### Texte fourni
/---

Le Mont César : exemple local d'impact positif de l'Homme sur la biodiversité.

J’essaie sur ce blog d’aborder des thématiques écologiques, et souvent, je reste très général / théorique, mais aujourd’hui je tenais à vous parler d’un cas d’écologie locale, par la description d’un lieu exceptionnel qui se trouve à côté de chez moi, dans l’Oise :
Le Mont César.

Et vous allez voir que la description du local permet parfois d’illustrer à merveille certains concepts. Ici, elle nous permettra notamment de mettre en brèche certaines idées reçues sur l’action de l’Homme (et plus précisément de l’élevage), sur la nature et la biodiversité.
 
Pour les amateurs, il y aura un petit point géologie à la fin, car le lieu dont je parle est également relativement singulier de ce point de vue-là.

\---

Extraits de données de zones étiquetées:
/---

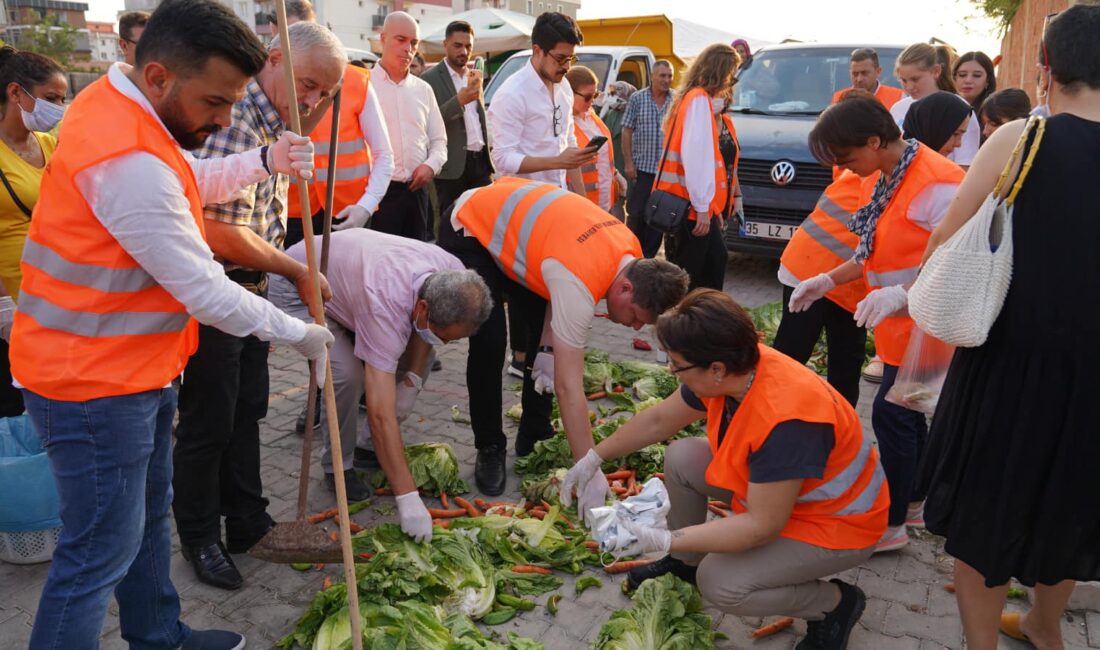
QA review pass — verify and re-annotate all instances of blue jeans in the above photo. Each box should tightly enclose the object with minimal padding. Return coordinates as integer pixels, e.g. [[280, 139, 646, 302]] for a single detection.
[[23, 388, 190, 650]]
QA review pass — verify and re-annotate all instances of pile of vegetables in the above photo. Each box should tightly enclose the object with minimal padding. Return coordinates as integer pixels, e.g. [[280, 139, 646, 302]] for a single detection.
[[371, 442, 470, 496], [591, 573, 726, 650]]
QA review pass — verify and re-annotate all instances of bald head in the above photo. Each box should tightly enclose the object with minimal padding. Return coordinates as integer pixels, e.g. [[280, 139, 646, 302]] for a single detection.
[[380, 11, 420, 80]]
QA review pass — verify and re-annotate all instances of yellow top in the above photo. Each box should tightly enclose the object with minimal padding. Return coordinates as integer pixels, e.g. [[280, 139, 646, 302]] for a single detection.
[[0, 132, 57, 301]]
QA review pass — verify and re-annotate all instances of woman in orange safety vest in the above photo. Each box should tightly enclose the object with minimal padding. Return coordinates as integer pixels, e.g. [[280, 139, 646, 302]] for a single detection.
[[789, 96, 964, 551], [561, 289, 889, 648], [653, 44, 740, 289]]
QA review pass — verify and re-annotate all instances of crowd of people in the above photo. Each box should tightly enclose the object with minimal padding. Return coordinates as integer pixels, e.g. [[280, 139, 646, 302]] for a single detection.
[[0, 0, 1100, 650]]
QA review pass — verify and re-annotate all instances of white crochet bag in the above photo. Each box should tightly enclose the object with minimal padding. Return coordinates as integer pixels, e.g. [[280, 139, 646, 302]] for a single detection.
[[909, 117, 1046, 348]]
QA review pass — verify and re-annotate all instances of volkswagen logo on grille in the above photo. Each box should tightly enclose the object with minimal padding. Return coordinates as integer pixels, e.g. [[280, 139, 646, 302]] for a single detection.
[[771, 161, 794, 187]]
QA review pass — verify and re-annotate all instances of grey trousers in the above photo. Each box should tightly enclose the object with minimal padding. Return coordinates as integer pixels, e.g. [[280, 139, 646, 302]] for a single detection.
[[664, 438, 875, 620]]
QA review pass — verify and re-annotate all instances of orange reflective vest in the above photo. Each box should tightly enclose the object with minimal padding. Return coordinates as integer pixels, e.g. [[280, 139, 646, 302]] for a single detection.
[[833, 84, 905, 110], [702, 344, 890, 549], [573, 109, 618, 210], [455, 177, 641, 302], [779, 172, 878, 312], [11, 77, 202, 401], [864, 144, 965, 365], [653, 88, 740, 221], [286, 65, 371, 219]]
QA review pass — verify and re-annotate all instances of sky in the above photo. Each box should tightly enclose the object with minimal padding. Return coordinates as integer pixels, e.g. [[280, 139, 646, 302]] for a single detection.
[[81, 0, 1001, 56]]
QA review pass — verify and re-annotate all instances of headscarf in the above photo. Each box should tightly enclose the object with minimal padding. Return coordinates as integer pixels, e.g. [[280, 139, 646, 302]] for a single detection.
[[902, 90, 974, 152]]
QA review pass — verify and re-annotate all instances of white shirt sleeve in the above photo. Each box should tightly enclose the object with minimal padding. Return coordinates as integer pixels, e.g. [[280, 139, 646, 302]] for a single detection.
[[542, 260, 603, 350], [76, 152, 306, 343], [905, 183, 959, 232], [485, 92, 527, 176], [356, 86, 394, 214], [424, 90, 447, 174], [184, 147, 271, 206], [680, 95, 716, 214]]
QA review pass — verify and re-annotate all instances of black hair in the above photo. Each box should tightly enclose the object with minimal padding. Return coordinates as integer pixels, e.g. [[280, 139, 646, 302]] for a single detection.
[[135, 0, 267, 77], [978, 88, 1032, 124], [952, 52, 997, 110], [119, 11, 149, 43], [0, 45, 65, 106], [810, 91, 901, 166], [849, 47, 881, 68], [443, 20, 474, 38], [531, 11, 584, 52], [1040, 3, 1100, 92]]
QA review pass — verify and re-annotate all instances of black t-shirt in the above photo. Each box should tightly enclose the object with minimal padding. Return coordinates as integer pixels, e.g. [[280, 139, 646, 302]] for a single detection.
[[680, 385, 836, 483]]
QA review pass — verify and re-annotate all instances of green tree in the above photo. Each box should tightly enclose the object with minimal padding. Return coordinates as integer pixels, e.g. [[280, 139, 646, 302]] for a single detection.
[[19, 14, 77, 66]]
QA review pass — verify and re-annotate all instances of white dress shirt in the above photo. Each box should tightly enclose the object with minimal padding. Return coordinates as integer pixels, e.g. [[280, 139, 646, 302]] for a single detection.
[[438, 58, 485, 151], [66, 64, 305, 343], [355, 81, 394, 214], [371, 64, 447, 183], [485, 63, 576, 189]]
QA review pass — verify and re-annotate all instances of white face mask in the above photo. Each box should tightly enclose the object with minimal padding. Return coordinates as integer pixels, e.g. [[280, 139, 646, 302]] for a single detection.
[[19, 88, 65, 131]]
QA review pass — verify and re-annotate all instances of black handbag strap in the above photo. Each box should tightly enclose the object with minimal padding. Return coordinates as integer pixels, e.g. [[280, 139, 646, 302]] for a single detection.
[[0, 168, 31, 219]]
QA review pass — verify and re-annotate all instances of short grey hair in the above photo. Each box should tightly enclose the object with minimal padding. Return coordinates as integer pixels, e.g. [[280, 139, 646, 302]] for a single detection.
[[267, 22, 348, 60], [418, 269, 493, 330]]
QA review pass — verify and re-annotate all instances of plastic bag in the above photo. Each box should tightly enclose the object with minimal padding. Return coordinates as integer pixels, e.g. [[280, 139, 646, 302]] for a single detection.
[[886, 327, 955, 416]]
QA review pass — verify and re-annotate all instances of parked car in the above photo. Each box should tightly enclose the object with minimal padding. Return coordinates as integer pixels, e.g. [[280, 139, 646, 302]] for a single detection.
[[726, 43, 903, 257], [485, 45, 656, 106]]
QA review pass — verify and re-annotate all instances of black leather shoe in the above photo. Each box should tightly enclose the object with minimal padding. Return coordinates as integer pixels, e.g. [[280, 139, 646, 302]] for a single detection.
[[474, 447, 507, 496], [626, 555, 699, 592], [325, 470, 372, 503], [180, 542, 244, 590]]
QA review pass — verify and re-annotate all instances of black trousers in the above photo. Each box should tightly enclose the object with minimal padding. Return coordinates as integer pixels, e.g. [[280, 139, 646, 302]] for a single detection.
[[771, 286, 867, 406], [369, 180, 435, 242], [172, 318, 272, 547], [666, 218, 729, 291], [439, 209, 553, 450], [626, 172, 662, 257]]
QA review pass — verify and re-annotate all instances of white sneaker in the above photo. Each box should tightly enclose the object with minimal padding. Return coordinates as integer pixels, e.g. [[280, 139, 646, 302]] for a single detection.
[[875, 525, 909, 553], [905, 502, 924, 528]]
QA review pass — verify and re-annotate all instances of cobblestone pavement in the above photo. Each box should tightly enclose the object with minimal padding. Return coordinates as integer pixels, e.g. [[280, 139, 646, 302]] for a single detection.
[[0, 255, 1100, 650]]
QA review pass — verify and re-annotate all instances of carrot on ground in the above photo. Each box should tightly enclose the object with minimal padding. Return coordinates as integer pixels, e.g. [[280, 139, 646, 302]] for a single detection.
[[454, 496, 482, 517], [604, 560, 652, 573], [512, 564, 553, 575], [752, 616, 794, 639]]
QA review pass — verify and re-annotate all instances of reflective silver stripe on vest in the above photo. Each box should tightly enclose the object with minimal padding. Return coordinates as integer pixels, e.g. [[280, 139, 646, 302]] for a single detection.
[[23, 239, 156, 294], [817, 194, 851, 227], [485, 183, 540, 260], [802, 219, 856, 260], [314, 163, 371, 183], [512, 187, 572, 279], [314, 137, 366, 156], [867, 266, 921, 287], [19, 293, 190, 338], [796, 436, 871, 504]]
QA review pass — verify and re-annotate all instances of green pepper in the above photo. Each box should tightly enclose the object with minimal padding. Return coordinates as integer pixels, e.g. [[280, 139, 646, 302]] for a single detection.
[[496, 593, 535, 612], [482, 607, 516, 625]]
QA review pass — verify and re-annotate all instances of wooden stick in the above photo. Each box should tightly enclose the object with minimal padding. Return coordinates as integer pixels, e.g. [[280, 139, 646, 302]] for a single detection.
[[275, 0, 363, 650]]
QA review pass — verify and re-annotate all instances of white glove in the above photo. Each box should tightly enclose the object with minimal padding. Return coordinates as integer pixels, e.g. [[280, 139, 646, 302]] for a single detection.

\---

### Question courte 1
Répondez à ces questions d'après le texte sur le Mont César.
(a) Dans quel département se trouve le Mont César ?
(b) Quelle action de l'Homme l'auteur précise-t-il entre parenthèses ?
(c) Sur quel sujet porte le petit point prévu à la fin ?
### Question courte 2
Dans le texte sur le Mont César, relevez tous les sujets sur lesquels portent les idées reçues que la description doit mettre en brèche.
### Question courte 3
Poursuivez le texte sur le Mont César après sa dernière phrase.
Le matériel ne sert à rien ici.

### Réponse finale 1
(a) Dans l'Oise.
(b) L'élevage.
(c) La géologie.

### Réponse finale 2
L'action de l'Homme (plus précisément l'élevage), la nature et la biodiversité.

### Réponse finale 3
Commençons par nous mettre dans le contexte : nous sommes dans l’Oise, quelques km à l’est de Beauvais, à la limite entre la forêt domaniale de Hez-Froidmont et le Plateau Picard, réputé pour ses grandes plaines en openfield et ses terrains agricoles particulièrement prolifiques.

Là, il se dresse fièrement entre Bailleul-sur-Thérain et Bresle, du haut de ses 138m : le Mont César.
Quand je suis arrivé dans le coin, venant d’une région montagneuse (Jura), j’ai bien rigolé en apprenant la dénomination pompeuse de « mont » pour désigner ce qui n’est en fait qu’une petite collinette…

Mais malgré sa taille modeste, ce Mont César recèle quelques surprises.
Historiques déjà, car des vestiges gallo-romains y sont présents, et il paraitrait même que César lui-même y avait dressé un camp fortifié (d’où son nom).
 
Mais surtout écologiques, car le Mont César se trouve être un lieu extrêmement riche en biodiversité : il abrite en effet des pelouses calcicoles (appelées « larris » dans le coin) parmi les mieux préservées de la région. Si bien que le site, classé monument historique, est protégé et géré par le Conservatoire des sites naturels de Picardie.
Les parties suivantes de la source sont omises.